S. Farooq  
Department of Geology
Aligarh Muslim University

email farooq.amu@gmail.com

Mineral Resources

Jhalawar is rich in non-metalic minerals.  Extensive deposits of acid resistant sandstone and splittable limestone occur in the area.  Minor deposits of bentonite, clay, ochre and glass sands are also found.  There are some 400 Kota Stone (commercial name for locally found limestone) cutting and polishing units at Jhalawar and Jhalrapatan towns.


The main sandstone horizon in and around Jhalawar area is the Jhalrapatan sandstone which belongs to the Semri Group of Lower Vinhyans.

The Jhalarapatan sandstone exposure extends to Kota and Baran and and covers an area of about 120 sq.km. The sandstone is being quarried at number of places around Khimuch, Barwas, Kanwas (Kota), Anta, Kishaganj, Baroda, Salpura Dara-Nimoda, Uchawad, Atru, Bapawar (Baran), Jhalarapatan, Aklera etc.

Record list:
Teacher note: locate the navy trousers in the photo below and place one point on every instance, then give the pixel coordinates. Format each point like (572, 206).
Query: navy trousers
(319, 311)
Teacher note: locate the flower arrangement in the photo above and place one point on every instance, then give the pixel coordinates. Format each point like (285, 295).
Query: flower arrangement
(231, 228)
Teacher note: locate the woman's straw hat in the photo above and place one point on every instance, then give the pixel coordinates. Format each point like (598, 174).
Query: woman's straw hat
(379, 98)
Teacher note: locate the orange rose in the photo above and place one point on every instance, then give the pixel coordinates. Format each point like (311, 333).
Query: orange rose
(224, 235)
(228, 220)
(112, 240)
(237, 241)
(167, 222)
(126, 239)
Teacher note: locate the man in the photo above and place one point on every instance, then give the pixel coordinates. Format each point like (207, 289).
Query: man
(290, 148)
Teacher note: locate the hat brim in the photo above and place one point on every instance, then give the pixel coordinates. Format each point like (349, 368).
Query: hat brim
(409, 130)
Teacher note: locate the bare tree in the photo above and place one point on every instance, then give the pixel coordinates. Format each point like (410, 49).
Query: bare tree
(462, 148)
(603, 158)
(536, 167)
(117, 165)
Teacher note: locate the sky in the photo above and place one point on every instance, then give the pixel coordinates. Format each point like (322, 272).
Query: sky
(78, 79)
==
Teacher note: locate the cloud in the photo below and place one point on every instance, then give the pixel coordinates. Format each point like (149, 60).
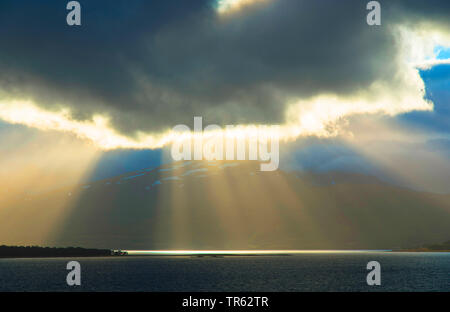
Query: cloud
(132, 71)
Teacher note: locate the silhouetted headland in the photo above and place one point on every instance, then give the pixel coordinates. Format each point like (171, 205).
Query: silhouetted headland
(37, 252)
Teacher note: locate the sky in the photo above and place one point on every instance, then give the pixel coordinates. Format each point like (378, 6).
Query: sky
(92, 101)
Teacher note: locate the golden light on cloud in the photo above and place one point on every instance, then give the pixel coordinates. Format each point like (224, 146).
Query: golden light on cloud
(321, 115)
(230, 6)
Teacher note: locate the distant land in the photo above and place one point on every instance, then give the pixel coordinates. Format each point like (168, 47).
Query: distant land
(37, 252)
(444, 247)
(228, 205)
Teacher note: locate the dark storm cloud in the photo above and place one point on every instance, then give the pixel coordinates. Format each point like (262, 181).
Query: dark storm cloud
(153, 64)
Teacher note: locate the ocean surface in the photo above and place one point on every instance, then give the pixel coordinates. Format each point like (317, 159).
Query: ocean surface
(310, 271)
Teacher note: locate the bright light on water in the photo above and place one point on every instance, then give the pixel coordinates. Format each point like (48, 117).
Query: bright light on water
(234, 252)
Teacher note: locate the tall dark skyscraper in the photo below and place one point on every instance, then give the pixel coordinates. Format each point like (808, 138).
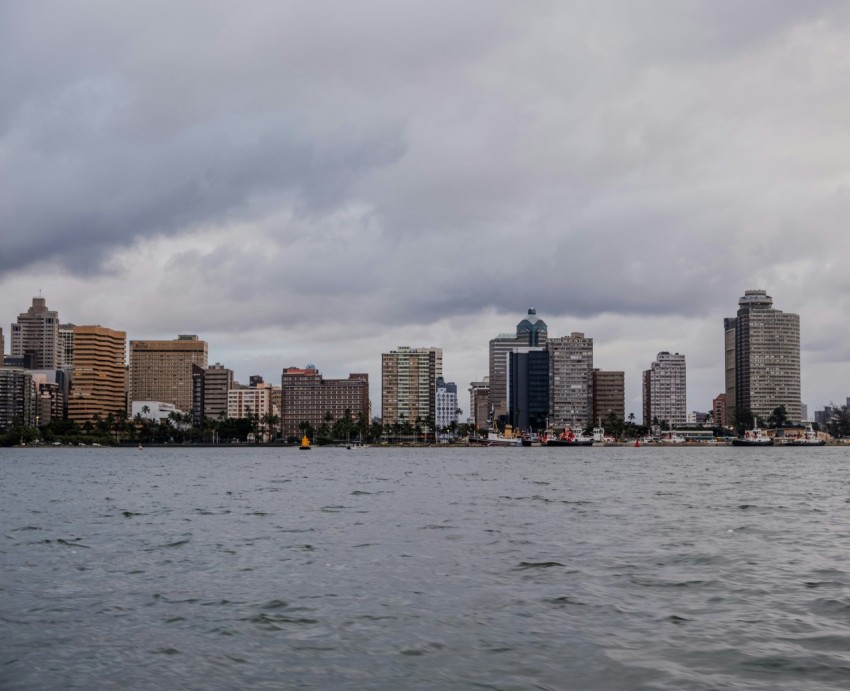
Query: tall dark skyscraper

Instructions:
**a)** According to the passage on Jhalawar's mineral resources, about how many Kota Stone cutting and polishing units are at Jhalawar and Jhalrapatan towns?
**b)** Please go on with the passage on Jhalawar's mineral resources, starting after its last sentence.
The lines are separate material, apart from the passage on Jhalawar's mineral resources.

Answers for the tasks:
**a)** Some 400.

**b)**
Jhalarapatan sandstone is fine-grained, hard, compact and of different colours such as white to buff-grey, red, cream, brown and spotted brown.

The main mining areas are Jhalarapatan, Mandana, Modak and Aklera in Jhalawar district and Khimach, Borawas and Kanwas in Kota district. Khimach is an important area where white sandstone in regularly produced. Main sandstone quarries can be seen by clicking here.

The Jhalrapatan sandstone can be chiselled and dressed to a smooth surface in various attractive shapes. It has multiple uses such as roofing, flooring, paving, paneling, beams, pillars, arches, door and window sills, wall facing, fence posts, mile stones etc. It is especially useful for exterior cladding in sea shore buildings due to acid resistance and thermal properties. As such the effect of salt laden winds is negligible on sandstone. It is also suitable for use in chemical industries as flooring, wall fixing & lining due to its acid and alkali resistant properties. It is also suitable for carving and making windows and jallis.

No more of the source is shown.